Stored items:
* * * * * * * * *
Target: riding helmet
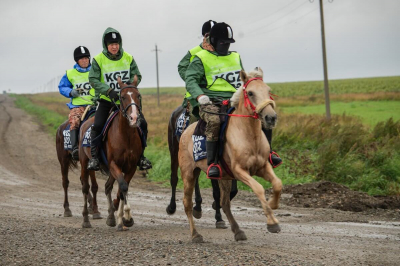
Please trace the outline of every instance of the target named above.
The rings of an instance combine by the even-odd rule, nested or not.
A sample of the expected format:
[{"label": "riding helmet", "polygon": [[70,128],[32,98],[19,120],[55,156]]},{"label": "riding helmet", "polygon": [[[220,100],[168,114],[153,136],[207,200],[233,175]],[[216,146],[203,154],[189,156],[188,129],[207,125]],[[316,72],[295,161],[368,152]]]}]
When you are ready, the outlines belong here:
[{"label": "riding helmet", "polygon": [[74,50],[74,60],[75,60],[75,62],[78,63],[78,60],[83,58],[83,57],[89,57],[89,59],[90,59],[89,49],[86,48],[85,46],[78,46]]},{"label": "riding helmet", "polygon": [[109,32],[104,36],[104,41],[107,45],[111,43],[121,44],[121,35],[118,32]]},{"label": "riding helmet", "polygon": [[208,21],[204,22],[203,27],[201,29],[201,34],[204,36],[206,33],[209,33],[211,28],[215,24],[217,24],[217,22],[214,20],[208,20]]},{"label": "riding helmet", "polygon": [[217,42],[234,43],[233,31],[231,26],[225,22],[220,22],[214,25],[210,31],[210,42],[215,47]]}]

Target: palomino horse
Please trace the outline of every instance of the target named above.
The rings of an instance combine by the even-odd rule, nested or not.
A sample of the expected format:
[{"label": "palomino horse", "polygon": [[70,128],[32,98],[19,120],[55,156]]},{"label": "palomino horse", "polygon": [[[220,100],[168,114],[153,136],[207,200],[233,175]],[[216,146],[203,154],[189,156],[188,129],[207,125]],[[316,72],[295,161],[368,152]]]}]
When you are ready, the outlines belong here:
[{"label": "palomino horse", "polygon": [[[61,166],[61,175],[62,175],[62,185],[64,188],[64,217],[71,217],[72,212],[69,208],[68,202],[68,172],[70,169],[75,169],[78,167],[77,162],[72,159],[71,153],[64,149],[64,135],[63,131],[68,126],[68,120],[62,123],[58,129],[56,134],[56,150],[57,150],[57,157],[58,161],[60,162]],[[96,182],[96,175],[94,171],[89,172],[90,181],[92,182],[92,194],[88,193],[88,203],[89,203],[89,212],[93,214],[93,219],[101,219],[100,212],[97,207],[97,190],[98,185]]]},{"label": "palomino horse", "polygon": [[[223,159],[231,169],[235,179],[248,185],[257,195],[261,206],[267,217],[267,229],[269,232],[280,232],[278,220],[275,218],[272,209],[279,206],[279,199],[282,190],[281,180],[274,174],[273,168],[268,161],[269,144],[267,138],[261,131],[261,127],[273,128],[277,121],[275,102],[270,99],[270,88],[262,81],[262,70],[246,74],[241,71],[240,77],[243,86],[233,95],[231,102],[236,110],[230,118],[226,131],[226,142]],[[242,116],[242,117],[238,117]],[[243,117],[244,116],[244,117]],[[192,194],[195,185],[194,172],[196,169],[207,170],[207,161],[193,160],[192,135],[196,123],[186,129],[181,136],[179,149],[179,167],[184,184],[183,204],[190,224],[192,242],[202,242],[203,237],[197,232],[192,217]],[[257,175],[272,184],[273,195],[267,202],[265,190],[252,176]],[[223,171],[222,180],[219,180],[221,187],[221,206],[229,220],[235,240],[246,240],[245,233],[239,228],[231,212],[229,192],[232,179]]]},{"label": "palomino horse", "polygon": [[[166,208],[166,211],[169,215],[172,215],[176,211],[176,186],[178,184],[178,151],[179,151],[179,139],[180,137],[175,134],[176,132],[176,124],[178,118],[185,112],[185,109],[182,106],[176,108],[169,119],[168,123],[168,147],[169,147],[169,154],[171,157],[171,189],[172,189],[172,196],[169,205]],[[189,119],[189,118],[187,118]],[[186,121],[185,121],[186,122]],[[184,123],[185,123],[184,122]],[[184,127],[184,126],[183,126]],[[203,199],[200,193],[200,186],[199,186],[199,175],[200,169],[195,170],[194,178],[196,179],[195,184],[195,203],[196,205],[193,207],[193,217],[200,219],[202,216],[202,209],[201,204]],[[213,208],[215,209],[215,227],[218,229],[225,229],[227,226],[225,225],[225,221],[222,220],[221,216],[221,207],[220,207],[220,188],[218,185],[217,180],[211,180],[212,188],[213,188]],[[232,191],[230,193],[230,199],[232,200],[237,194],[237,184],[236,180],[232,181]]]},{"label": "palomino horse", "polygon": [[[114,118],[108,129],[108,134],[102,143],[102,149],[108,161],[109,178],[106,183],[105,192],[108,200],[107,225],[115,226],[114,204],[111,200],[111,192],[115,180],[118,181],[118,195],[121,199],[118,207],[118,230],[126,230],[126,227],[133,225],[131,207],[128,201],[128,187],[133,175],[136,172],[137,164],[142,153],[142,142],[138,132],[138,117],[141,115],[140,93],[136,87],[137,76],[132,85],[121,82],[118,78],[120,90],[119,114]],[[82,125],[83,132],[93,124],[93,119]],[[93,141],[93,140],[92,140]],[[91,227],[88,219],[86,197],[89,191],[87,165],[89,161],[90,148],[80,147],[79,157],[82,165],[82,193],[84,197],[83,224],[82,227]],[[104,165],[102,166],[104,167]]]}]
* * * * * * * * *
■ Activity ■
In your copy, repeat each record exactly and include no pictures.

■ Solution to this task ■
Target: riding helmet
Please trace the outline of every instance of the target named above.
The rings of an instance combine by the even-odd rule, nested or not.
A sample of the expected format:
[{"label": "riding helmet", "polygon": [[70,128],[32,98],[19,120],[55,156]]},{"label": "riding helmet", "polygon": [[[220,100],[168,114],[153,136],[207,200],[233,175]],[[216,146],[203,154],[189,156],[188,129],[207,125]],[[316,72],[295,161],[368,152]]]}]
When you are ready, the outlines belong here:
[{"label": "riding helmet", "polygon": [[74,50],[74,60],[75,60],[75,62],[78,63],[78,60],[83,58],[83,57],[89,57],[89,59],[90,59],[89,49],[86,48],[85,46],[78,46]]},{"label": "riding helmet", "polygon": [[109,32],[104,36],[104,41],[107,45],[111,43],[121,44],[121,35],[118,32]]},{"label": "riding helmet", "polygon": [[208,21],[204,22],[203,27],[201,29],[201,34],[204,36],[206,33],[209,33],[211,28],[215,24],[217,24],[217,22],[214,20],[208,20]]},{"label": "riding helmet", "polygon": [[217,42],[234,43],[233,31],[231,26],[225,22],[220,22],[214,25],[210,31],[210,42],[215,47]]}]

Target: palomino horse
Please trace the outline of every instance of the target named above.
The rings of an instance combine by the even-odd rule, nested or not.
A sample of the expected format:
[{"label": "palomino horse", "polygon": [[70,128],[32,98],[19,120],[55,156]]},{"label": "palomino horse", "polygon": [[[220,100],[168,114],[153,136],[207,200],[233,175]],[[216,146],[203,154],[189,156],[188,129],[207,125]],[[316,72],[295,161],[368,152]]]}]
When you are ready, the outlines belong here:
[{"label": "palomino horse", "polygon": [[[61,166],[61,175],[62,175],[62,185],[64,188],[64,217],[71,217],[72,212],[69,208],[68,202],[68,172],[70,169],[75,169],[78,167],[77,162],[72,159],[71,153],[64,149],[64,135],[63,131],[68,126],[68,120],[62,123],[58,129],[56,134],[56,150],[57,150],[57,157],[58,161],[60,162]],[[96,182],[96,175],[94,171],[89,172],[90,181],[92,182],[92,194],[88,193],[88,203],[89,203],[89,212],[93,214],[93,219],[101,219],[100,212],[97,207],[97,190],[98,185]]]},{"label": "palomino horse", "polygon": [[[223,159],[231,169],[235,179],[248,185],[257,195],[261,206],[267,217],[267,229],[269,232],[280,232],[278,220],[275,218],[272,209],[279,206],[279,199],[282,190],[281,180],[274,174],[273,168],[268,161],[269,144],[267,138],[261,131],[261,127],[273,128],[277,121],[275,102],[270,99],[270,88],[262,81],[262,70],[246,74],[241,71],[240,77],[243,86],[233,95],[231,102],[236,110],[230,118],[226,131],[226,142]],[[242,116],[242,117],[238,117]],[[243,117],[244,116],[244,117]],[[192,194],[195,185],[194,172],[196,169],[207,170],[207,161],[193,160],[192,135],[196,123],[186,129],[181,136],[179,149],[179,167],[184,184],[183,204],[190,224],[192,242],[202,242],[203,237],[197,232],[192,217]],[[257,175],[272,184],[273,195],[267,202],[265,190],[252,176]],[[223,171],[222,180],[219,180],[221,187],[221,206],[229,220],[235,240],[246,240],[245,233],[239,228],[231,212],[229,192],[232,179]]]},{"label": "palomino horse", "polygon": [[[166,208],[166,211],[169,215],[172,215],[176,211],[176,186],[178,184],[178,151],[179,151],[179,139],[180,137],[175,134],[176,132],[176,124],[178,118],[185,112],[185,109],[182,106],[176,108],[169,119],[168,123],[168,147],[169,147],[169,154],[171,157],[171,189],[172,189],[172,196],[169,205]],[[189,119],[189,118],[187,118]],[[186,121],[185,121],[186,122]],[[184,123],[185,123],[184,122]],[[184,127],[184,126],[183,126]],[[203,199],[200,193],[200,186],[199,186],[199,175],[200,169],[195,170],[194,178],[196,179],[195,184],[195,203],[196,205],[193,207],[193,217],[200,219],[202,216],[202,209],[201,204]],[[213,208],[215,209],[215,227],[218,229],[225,229],[227,226],[225,225],[225,221],[222,220],[221,216],[221,207],[220,207],[220,188],[218,185],[217,180],[211,180],[212,188],[213,188]],[[232,191],[230,193],[230,199],[232,200],[237,194],[237,184],[236,180],[232,181]]]},{"label": "palomino horse", "polygon": [[[114,118],[108,129],[108,134],[102,143],[102,149],[108,161],[109,178],[106,183],[105,192],[108,200],[107,225],[115,226],[114,204],[111,200],[111,192],[115,180],[118,181],[118,195],[121,199],[118,207],[118,230],[126,230],[126,227],[133,225],[131,207],[128,201],[128,187],[133,175],[136,172],[137,164],[142,153],[142,142],[138,132],[138,117],[141,115],[140,93],[136,87],[137,76],[132,85],[121,82],[118,78],[120,90],[119,114]],[[82,125],[83,132],[93,124],[93,119]],[[93,141],[93,140],[92,140]],[[91,227],[88,219],[86,197],[89,191],[87,165],[89,161],[90,148],[80,147],[79,157],[82,165],[82,193],[84,197],[83,224],[82,227]],[[104,165],[102,166],[104,167]]]}]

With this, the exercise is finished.